> [What is expected] Which rows below contain the string "grassland"? List each of those rows in full, counting uppercase and lowercase as different.

[Collected data entries]
:::::
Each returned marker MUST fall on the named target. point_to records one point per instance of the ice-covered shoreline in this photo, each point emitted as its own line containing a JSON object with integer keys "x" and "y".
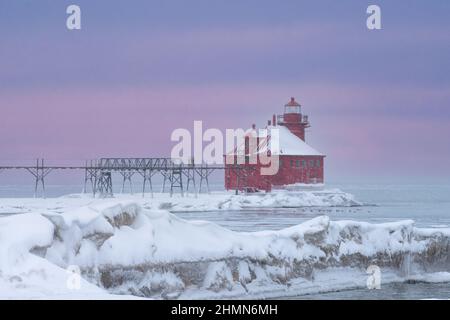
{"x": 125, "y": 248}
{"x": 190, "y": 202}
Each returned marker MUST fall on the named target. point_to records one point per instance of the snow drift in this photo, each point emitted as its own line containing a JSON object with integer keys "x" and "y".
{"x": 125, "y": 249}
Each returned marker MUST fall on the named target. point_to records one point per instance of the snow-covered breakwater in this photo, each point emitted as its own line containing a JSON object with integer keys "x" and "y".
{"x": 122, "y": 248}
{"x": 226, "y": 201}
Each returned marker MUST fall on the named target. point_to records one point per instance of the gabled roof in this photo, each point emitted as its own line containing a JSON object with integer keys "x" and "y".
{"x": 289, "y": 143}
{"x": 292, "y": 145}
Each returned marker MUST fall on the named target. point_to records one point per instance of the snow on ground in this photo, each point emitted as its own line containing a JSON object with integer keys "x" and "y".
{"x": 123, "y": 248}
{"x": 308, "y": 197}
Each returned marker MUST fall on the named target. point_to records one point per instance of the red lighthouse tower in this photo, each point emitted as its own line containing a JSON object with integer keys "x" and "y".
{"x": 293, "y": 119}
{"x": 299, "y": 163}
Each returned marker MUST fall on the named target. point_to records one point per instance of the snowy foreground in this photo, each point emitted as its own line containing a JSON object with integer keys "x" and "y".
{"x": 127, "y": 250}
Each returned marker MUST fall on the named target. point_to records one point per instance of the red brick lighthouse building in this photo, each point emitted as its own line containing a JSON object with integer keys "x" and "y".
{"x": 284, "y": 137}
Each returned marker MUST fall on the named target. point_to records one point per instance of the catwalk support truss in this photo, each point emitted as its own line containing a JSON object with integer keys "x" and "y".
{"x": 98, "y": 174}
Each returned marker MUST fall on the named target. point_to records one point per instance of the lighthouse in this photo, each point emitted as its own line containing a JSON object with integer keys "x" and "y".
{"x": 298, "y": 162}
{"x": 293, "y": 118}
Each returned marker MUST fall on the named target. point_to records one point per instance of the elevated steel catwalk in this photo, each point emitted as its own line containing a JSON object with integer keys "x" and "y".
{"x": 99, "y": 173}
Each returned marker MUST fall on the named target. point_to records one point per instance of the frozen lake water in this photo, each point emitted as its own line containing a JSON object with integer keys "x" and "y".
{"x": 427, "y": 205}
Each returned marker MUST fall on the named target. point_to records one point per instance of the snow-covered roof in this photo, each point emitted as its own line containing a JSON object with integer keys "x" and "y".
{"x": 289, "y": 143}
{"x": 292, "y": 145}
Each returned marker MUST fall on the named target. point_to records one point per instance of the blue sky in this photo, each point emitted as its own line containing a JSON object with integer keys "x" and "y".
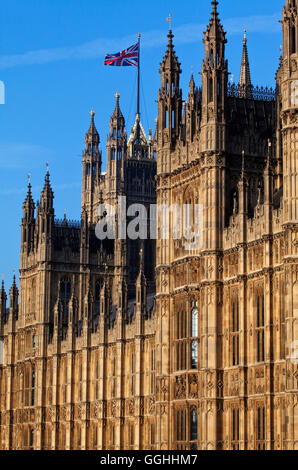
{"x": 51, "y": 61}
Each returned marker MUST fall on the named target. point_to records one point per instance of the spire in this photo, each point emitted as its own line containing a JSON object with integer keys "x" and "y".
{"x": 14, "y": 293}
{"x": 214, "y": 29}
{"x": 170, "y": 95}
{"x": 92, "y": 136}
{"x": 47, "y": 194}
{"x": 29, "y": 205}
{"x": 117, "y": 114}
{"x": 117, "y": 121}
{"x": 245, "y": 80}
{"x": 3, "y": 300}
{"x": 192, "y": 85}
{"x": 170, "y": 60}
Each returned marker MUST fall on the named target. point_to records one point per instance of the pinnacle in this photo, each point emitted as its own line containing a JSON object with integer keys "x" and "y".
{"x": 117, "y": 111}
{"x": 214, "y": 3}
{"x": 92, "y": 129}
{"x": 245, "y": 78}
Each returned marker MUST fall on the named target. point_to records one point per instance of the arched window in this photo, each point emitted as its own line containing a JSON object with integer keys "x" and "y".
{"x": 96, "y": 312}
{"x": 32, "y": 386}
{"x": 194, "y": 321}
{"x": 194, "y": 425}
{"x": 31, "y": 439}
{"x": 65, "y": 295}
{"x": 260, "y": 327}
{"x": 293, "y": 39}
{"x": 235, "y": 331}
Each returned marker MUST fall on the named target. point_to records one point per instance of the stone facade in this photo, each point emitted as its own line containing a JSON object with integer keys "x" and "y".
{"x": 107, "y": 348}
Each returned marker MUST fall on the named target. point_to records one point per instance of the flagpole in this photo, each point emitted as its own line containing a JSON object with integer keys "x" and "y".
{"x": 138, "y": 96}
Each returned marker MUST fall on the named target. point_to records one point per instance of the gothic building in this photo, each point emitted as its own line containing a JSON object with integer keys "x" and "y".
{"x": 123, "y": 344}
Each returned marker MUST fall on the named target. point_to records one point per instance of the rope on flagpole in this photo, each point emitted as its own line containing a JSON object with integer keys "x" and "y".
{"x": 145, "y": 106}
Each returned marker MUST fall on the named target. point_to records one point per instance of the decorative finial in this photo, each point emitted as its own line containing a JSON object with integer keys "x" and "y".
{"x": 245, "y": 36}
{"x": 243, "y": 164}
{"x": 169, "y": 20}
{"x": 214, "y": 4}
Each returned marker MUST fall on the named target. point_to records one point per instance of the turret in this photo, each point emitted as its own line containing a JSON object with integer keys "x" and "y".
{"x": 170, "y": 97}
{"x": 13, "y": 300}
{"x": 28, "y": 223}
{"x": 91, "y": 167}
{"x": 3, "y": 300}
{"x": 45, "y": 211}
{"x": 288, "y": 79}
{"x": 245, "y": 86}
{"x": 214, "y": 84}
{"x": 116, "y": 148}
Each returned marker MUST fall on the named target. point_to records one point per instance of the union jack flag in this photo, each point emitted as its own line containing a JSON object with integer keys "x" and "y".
:::::
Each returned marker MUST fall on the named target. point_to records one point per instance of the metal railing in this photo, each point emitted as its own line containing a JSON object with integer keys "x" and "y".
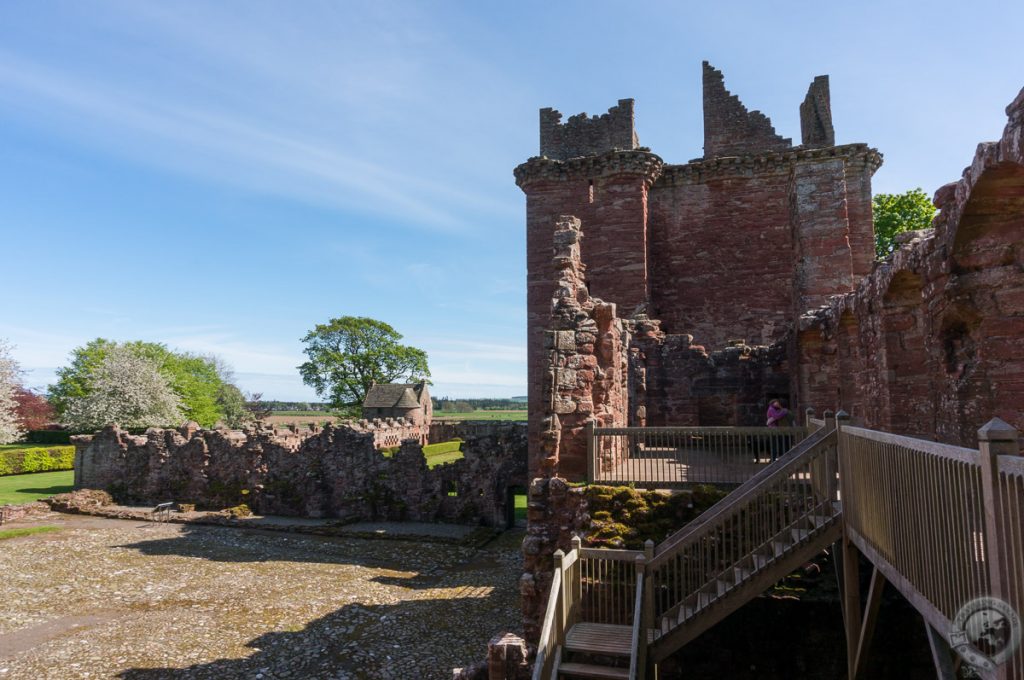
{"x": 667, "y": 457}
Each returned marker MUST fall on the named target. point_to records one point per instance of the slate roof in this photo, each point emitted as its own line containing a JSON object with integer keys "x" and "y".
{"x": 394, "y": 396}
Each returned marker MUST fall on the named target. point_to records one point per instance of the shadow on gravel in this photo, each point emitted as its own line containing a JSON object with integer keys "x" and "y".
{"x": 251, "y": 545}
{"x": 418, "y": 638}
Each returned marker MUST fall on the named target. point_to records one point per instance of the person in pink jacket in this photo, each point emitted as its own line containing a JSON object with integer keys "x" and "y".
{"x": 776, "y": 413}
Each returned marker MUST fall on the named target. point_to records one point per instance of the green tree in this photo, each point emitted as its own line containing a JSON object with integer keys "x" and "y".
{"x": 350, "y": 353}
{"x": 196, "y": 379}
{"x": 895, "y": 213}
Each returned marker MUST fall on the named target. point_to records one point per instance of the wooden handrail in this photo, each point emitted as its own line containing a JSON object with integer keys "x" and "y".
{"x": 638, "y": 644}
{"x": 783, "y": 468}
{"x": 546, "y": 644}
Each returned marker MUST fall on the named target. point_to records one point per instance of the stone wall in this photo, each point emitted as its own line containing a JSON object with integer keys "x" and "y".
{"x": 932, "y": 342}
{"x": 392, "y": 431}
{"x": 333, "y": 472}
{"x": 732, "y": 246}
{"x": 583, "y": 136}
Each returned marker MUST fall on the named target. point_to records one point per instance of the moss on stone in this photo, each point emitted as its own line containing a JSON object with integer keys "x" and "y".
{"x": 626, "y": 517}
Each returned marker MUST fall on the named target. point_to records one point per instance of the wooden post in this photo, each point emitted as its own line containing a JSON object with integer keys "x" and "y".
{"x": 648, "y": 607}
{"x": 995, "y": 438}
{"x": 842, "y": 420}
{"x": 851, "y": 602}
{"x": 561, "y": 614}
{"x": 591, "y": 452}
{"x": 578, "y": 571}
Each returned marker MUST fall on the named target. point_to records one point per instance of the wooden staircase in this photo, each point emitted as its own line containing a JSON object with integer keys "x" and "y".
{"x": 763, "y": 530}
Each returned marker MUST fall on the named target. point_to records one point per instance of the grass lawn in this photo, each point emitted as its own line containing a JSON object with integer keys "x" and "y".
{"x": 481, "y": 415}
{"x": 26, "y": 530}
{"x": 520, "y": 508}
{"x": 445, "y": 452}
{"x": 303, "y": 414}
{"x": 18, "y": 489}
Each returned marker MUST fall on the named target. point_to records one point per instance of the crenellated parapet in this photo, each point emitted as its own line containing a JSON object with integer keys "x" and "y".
:::::
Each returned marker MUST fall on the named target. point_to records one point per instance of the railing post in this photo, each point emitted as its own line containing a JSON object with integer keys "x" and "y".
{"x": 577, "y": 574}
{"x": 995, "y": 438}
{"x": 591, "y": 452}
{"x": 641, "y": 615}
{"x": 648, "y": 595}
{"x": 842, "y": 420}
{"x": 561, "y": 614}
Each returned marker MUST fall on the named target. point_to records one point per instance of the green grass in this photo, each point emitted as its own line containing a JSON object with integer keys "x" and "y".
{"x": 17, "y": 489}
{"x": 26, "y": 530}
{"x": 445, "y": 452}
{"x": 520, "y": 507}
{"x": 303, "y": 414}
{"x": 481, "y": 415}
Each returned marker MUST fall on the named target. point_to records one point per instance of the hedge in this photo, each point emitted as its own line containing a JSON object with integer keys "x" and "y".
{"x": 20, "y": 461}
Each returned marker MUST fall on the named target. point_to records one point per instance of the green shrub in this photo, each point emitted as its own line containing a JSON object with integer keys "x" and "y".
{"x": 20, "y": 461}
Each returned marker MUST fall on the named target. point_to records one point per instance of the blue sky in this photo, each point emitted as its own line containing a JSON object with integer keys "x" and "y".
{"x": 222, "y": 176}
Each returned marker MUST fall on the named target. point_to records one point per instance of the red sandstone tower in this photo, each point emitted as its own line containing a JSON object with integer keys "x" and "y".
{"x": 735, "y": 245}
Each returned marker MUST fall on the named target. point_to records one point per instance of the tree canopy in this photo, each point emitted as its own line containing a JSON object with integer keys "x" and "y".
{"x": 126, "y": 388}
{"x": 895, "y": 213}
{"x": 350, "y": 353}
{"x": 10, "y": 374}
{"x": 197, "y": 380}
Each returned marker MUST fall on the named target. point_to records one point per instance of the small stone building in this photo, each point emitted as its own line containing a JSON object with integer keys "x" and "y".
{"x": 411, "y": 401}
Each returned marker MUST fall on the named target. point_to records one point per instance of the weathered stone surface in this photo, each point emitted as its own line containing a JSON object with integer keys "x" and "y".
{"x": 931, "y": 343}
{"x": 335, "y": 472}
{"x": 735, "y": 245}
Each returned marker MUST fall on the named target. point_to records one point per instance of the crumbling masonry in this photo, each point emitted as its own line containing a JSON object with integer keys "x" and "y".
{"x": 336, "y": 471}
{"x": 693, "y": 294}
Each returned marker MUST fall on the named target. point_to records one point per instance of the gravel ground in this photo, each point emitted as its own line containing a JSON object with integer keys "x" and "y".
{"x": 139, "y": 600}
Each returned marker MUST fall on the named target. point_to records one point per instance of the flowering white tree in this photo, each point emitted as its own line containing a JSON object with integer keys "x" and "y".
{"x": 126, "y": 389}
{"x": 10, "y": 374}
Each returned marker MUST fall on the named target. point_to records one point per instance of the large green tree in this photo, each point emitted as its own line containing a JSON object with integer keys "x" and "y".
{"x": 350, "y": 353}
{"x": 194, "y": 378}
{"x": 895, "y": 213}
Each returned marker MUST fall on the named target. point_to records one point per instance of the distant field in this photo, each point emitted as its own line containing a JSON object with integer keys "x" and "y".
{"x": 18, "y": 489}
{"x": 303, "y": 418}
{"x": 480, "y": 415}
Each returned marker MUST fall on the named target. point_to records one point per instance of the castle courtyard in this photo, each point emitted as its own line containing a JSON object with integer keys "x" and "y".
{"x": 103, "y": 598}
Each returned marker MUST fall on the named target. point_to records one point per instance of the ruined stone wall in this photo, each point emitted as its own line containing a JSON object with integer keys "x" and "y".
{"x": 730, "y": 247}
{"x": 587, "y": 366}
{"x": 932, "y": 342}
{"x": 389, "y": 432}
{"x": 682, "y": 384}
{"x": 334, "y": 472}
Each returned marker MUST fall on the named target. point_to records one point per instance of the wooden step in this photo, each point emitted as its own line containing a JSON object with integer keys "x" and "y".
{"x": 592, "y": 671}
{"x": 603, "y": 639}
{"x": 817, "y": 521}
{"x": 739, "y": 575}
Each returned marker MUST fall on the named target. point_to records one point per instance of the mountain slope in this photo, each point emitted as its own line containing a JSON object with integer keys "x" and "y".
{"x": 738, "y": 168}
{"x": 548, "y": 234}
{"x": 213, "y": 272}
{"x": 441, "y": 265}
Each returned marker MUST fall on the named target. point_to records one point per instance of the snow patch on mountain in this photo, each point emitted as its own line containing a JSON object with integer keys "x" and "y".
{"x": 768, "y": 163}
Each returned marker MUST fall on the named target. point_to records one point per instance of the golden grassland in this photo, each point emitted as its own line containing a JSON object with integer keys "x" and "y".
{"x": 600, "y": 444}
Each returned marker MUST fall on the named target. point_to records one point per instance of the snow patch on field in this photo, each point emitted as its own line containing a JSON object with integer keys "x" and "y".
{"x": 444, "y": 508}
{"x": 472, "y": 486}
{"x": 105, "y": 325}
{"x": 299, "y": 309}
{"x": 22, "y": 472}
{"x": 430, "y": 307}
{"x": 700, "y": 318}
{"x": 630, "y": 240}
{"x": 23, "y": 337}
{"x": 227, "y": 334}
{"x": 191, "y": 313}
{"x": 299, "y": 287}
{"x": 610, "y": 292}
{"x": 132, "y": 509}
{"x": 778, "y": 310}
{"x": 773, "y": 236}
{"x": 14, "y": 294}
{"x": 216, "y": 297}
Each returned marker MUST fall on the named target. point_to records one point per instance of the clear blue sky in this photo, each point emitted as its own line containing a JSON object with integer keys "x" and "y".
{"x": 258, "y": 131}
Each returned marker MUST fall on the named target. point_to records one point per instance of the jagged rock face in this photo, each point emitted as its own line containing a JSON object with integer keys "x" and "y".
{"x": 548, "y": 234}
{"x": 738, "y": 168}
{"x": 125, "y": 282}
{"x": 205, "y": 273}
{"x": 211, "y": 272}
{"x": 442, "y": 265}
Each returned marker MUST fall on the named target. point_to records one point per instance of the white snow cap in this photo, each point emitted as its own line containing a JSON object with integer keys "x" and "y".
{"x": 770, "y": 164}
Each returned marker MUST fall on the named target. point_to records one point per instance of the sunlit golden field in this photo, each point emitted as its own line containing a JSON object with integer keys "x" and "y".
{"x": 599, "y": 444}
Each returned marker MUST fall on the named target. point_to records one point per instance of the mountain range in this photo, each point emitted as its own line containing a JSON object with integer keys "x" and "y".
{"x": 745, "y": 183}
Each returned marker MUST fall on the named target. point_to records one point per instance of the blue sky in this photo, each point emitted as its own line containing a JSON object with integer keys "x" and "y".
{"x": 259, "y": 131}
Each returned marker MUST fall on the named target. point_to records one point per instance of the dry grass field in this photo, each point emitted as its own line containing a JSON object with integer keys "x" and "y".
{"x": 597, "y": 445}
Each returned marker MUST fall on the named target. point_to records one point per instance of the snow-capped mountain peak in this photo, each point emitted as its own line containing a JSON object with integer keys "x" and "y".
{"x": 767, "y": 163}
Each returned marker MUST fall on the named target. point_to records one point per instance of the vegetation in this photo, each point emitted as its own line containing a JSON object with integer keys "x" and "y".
:::::
> [Exercise output]
Each returned marker MUST fall on the named target. point_to records one point per instance of the golden grassland in this photo, each point emitted as its own line containing a JSON object with integer keys "x" and "y".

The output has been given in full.